BEGIN SUPPLIED DATA

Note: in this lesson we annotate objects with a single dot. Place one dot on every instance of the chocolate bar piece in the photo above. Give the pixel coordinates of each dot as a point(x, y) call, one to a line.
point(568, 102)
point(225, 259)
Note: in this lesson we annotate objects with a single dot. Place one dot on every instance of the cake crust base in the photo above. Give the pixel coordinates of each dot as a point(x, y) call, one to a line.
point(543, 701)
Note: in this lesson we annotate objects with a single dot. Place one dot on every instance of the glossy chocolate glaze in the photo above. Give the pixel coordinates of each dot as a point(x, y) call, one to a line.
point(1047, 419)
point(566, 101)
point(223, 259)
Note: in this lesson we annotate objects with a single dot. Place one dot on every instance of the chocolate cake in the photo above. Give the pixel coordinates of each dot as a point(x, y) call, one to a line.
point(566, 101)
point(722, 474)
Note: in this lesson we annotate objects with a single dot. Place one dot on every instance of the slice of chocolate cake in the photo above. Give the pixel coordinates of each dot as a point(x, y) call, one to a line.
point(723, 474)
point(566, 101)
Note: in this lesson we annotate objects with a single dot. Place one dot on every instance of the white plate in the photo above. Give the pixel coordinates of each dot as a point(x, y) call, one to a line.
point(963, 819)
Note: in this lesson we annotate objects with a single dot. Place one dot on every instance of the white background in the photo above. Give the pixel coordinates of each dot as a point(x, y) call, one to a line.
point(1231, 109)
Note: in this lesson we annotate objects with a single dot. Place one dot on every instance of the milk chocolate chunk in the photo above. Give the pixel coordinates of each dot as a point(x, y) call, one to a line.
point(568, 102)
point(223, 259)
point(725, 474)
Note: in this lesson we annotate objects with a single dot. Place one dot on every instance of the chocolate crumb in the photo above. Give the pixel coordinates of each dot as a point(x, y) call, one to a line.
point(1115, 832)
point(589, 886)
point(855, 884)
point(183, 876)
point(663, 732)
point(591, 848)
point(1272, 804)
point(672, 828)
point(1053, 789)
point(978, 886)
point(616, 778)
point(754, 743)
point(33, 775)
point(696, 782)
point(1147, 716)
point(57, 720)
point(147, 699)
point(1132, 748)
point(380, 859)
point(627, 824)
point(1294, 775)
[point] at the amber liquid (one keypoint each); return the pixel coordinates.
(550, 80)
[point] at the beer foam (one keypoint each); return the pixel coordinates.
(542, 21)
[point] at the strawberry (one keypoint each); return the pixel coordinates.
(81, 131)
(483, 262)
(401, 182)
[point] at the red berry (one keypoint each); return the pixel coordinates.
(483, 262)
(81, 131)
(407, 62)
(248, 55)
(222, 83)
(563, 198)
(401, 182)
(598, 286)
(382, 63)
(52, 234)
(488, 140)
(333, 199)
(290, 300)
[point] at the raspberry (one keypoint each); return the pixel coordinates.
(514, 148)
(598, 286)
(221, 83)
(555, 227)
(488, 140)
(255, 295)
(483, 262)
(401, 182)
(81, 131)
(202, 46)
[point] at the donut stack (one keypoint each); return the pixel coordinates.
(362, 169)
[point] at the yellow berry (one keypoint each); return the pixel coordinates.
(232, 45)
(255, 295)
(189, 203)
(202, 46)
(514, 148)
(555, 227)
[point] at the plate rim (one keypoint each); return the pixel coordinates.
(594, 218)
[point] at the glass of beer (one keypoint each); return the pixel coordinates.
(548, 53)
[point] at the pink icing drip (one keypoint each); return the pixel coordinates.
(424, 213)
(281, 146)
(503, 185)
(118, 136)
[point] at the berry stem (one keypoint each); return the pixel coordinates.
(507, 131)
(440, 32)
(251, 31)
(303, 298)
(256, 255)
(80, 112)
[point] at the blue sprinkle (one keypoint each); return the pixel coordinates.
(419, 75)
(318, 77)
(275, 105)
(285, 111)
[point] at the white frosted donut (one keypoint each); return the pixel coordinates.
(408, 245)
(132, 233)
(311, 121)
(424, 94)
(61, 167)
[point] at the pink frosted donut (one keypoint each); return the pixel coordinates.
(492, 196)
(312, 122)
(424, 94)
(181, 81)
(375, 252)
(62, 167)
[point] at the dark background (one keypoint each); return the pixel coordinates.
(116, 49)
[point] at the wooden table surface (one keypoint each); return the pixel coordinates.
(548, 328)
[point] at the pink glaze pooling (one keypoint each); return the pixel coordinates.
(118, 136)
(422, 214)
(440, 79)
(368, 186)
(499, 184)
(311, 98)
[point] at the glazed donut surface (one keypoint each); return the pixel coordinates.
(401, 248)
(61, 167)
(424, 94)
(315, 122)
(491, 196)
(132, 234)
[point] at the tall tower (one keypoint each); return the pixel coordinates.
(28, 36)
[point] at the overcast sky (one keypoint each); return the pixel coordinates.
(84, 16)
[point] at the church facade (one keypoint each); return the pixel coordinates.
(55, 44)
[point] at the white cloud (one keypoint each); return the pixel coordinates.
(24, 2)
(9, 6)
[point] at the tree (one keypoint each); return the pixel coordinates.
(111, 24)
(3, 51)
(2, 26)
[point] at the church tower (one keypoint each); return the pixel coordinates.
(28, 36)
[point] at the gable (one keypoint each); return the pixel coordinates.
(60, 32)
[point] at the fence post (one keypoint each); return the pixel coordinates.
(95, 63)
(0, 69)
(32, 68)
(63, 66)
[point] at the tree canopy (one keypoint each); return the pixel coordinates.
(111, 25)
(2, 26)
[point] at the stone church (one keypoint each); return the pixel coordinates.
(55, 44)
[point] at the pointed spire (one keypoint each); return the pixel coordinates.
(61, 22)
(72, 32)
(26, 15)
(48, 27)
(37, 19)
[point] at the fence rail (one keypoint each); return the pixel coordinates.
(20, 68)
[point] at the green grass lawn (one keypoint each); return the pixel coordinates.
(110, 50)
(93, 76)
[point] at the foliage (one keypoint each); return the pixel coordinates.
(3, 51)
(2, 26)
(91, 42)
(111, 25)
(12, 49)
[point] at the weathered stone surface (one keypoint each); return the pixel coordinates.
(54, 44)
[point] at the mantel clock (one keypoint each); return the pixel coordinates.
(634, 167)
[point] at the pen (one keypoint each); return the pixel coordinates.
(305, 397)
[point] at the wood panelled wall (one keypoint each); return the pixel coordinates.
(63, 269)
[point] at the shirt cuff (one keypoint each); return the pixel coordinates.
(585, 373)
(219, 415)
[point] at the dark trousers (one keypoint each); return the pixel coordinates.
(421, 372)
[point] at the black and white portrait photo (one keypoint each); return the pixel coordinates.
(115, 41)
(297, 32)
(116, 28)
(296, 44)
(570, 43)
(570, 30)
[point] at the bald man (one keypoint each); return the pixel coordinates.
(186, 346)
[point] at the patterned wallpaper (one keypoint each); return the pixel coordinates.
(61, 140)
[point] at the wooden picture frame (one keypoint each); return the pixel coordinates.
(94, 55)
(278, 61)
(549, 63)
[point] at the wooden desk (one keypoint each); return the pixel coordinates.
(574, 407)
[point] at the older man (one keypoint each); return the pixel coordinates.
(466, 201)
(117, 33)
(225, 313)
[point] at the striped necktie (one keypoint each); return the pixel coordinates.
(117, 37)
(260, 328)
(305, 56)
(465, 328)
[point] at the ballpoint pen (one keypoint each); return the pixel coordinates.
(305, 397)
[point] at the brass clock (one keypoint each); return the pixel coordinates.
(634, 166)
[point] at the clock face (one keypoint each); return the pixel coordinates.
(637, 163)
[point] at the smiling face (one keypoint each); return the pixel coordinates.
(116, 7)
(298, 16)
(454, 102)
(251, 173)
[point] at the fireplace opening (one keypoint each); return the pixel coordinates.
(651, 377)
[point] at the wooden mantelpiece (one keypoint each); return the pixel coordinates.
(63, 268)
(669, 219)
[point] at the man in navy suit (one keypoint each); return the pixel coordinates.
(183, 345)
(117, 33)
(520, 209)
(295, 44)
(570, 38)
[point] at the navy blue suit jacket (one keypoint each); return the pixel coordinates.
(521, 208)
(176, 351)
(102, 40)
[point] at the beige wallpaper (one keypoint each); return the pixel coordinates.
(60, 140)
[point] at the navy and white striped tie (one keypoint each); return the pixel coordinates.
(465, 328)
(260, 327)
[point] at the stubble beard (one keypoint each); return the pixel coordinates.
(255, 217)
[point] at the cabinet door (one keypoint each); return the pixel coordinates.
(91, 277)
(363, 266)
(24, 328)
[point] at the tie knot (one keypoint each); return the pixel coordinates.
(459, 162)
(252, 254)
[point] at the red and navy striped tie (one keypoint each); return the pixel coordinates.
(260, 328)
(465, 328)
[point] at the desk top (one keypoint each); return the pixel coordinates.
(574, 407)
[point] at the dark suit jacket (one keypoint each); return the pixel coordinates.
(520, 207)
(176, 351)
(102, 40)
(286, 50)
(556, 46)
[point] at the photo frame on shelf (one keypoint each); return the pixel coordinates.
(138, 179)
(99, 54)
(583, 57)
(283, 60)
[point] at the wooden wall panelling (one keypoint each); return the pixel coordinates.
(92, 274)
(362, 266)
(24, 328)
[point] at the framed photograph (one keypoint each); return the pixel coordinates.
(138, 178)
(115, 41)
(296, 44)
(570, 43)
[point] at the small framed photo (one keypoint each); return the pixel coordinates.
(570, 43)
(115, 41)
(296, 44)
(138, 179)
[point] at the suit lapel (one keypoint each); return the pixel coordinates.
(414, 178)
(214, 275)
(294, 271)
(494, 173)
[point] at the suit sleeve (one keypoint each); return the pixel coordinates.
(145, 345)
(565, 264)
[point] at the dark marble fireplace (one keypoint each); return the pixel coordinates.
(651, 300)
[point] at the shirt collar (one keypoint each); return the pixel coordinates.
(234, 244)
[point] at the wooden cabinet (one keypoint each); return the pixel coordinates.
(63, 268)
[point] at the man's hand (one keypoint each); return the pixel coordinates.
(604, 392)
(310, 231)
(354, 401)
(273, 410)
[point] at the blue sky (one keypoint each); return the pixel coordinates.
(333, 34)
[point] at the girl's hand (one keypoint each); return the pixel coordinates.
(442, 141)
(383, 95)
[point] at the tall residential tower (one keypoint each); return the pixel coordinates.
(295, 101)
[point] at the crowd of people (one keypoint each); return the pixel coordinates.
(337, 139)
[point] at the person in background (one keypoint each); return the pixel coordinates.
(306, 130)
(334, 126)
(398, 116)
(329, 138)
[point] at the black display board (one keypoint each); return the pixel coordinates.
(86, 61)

END SUPPLIED DATA

WHAT IS BEING ASKED | Each line from the one with "[point] at the tall residential" through the last line of the records above must be retyped exactly, and no other line may be given.

RESPONSE BOX |
[point] at the tall residential tower (one keypoint each); return the pixel coordinates.
(295, 101)
[point] at the crowd of people (one keypoint each); return the pixel coordinates.
(337, 139)
[point] at the person in background (one keypoint each); return the pixel coordinates.
(306, 130)
(334, 126)
(398, 116)
(329, 138)
[point] at the black display board (one keypoint each); return the pixel coordinates.
(86, 61)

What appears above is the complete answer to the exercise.